Reproduce the records starting at "Target: boy's hand" and ending at "(615, 1191)", substituting "puppy's tail" for "puppy's paw" and leaving everything else unchanged.

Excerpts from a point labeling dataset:
|---|

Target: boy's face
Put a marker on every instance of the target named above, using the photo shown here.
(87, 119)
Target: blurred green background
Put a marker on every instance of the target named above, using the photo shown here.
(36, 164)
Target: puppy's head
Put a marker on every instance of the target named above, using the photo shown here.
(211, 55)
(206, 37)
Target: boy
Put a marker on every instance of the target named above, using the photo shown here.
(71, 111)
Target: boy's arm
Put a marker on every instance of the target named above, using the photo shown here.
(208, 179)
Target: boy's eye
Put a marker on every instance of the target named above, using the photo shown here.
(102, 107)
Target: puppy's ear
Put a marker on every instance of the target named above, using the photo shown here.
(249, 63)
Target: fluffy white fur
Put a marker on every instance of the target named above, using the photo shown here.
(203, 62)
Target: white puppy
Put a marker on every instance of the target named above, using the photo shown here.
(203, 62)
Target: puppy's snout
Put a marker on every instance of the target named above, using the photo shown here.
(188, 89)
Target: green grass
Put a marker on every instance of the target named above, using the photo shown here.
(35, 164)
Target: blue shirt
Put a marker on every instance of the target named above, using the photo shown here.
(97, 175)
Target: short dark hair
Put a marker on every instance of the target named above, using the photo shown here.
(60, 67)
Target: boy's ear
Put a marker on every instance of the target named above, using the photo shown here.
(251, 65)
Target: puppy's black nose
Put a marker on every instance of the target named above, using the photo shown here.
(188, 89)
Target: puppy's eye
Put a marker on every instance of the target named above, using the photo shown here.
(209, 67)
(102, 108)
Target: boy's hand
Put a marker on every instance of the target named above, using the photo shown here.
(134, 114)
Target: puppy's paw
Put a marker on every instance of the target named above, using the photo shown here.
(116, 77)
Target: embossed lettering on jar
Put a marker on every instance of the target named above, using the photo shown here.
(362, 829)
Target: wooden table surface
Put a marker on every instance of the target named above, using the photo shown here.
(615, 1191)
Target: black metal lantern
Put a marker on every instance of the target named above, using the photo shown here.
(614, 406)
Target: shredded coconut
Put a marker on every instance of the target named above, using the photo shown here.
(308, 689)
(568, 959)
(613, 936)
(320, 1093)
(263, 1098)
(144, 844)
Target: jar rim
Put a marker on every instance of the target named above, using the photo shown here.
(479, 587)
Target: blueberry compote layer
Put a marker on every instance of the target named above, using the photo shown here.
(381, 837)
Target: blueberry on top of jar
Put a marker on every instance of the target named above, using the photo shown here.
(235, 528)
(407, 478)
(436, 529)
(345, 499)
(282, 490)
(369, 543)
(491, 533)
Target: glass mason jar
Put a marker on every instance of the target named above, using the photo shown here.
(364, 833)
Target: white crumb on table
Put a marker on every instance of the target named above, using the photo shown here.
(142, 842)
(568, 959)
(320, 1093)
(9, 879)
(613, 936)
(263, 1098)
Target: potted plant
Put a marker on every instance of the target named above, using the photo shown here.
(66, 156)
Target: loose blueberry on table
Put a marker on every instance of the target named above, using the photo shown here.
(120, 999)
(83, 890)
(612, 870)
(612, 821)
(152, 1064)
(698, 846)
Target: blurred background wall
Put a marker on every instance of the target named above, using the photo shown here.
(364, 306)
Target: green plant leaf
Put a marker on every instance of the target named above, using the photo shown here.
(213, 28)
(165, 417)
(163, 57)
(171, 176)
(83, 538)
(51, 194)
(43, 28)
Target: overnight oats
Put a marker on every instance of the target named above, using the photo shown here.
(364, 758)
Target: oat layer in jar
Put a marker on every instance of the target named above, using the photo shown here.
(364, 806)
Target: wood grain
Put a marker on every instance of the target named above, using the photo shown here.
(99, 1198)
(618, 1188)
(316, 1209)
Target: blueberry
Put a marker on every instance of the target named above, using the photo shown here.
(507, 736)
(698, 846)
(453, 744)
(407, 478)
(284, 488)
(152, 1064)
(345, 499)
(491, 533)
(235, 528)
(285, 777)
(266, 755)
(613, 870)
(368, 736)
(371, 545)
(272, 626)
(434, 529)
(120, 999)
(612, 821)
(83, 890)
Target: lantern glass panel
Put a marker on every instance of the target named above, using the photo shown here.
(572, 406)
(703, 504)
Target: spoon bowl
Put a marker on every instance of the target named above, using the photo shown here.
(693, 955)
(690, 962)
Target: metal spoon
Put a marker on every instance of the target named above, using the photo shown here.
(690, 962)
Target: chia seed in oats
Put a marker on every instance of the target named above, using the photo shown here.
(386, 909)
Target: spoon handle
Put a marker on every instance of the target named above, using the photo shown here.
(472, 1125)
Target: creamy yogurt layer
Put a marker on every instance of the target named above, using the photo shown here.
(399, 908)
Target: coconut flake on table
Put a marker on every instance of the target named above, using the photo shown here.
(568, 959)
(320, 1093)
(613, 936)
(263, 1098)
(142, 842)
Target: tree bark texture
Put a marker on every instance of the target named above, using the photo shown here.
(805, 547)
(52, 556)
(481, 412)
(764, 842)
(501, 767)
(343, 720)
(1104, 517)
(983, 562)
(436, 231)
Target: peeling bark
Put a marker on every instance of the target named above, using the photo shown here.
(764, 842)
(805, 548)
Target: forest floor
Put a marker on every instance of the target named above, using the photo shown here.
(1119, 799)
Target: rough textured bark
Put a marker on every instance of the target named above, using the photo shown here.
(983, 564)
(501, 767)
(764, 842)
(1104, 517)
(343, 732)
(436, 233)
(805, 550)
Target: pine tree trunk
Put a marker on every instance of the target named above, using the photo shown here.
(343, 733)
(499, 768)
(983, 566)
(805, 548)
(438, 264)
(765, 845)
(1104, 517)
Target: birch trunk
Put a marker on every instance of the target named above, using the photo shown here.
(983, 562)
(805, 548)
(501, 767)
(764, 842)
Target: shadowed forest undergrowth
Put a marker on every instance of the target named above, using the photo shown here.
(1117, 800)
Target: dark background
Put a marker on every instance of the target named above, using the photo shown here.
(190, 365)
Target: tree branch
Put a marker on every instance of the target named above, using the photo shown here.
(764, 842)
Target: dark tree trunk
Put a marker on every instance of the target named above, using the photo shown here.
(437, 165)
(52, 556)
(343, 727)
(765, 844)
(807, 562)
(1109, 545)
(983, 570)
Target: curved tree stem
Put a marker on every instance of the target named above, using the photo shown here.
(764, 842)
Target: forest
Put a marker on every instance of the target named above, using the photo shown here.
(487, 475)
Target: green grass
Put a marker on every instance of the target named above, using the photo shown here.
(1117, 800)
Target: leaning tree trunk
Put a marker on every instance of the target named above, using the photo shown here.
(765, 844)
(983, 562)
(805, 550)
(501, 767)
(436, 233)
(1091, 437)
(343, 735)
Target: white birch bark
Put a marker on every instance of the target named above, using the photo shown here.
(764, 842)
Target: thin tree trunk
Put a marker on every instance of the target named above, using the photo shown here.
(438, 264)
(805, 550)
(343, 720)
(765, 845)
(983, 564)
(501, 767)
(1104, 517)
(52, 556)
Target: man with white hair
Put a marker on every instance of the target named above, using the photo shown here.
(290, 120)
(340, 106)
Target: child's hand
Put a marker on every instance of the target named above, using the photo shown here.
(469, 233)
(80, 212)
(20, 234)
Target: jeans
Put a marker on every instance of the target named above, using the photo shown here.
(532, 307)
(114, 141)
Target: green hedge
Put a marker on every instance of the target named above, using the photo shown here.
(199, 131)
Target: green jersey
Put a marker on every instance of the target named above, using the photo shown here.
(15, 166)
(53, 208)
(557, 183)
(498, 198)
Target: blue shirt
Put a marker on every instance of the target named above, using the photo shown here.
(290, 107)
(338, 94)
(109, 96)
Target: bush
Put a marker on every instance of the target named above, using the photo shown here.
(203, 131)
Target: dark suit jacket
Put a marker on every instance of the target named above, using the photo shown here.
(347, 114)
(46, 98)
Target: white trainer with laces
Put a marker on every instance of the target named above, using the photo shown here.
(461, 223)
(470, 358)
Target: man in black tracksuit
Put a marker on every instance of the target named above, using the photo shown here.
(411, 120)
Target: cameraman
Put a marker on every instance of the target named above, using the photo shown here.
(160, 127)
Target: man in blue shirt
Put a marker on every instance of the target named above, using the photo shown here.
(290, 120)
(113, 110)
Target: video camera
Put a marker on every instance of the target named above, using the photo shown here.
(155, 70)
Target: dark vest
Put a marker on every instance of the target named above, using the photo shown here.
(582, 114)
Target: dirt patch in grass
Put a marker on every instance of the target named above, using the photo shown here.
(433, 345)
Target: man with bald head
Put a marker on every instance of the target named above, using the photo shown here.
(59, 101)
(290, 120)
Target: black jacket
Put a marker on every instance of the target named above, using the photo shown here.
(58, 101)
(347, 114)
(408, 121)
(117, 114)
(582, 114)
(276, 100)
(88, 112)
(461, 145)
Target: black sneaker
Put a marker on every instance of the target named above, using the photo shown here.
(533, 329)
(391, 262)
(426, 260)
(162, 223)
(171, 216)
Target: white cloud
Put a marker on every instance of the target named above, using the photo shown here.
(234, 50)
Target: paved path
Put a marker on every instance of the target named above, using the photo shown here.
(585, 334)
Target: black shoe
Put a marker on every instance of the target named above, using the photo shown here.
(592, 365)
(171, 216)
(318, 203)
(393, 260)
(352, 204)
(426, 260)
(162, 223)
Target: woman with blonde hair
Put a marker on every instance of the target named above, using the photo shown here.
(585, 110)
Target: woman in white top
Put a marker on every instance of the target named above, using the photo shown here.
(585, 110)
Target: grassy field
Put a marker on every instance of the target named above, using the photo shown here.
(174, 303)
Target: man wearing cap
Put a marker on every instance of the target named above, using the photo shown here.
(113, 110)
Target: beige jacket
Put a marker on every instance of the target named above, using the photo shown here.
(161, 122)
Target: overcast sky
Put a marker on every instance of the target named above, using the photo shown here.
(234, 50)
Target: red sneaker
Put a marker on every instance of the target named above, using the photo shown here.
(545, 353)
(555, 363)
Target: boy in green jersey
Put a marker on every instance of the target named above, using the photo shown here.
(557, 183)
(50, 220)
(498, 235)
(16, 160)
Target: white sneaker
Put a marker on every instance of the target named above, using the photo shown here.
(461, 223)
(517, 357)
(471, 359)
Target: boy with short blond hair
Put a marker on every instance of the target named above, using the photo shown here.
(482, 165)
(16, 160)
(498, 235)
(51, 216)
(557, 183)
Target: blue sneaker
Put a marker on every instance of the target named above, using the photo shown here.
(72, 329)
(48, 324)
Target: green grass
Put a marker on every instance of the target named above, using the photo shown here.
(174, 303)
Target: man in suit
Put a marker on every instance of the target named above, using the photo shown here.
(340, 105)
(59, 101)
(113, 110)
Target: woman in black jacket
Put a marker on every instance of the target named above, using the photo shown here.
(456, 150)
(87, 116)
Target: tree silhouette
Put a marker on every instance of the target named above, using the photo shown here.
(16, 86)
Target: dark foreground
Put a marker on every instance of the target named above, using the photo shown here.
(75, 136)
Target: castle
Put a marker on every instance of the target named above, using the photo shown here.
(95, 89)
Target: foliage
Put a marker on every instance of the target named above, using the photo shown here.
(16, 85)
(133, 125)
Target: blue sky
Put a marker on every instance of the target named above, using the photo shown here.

|---|

SOLUTION –
Target: boy's hand
Put a marker on every instance of the target named above, using the photo shown here.
(134, 114)
Target: puppy's tail
Put a marker on every instance of the target named above, using the photo shown here.
(116, 77)
Target: embossed lettering on jar
Put a marker on every instance of the target named above, using the photo shown here.
(362, 829)
Target: wooden table surface
Put a marker on every instance of the target named above, using the photo shown here.
(615, 1191)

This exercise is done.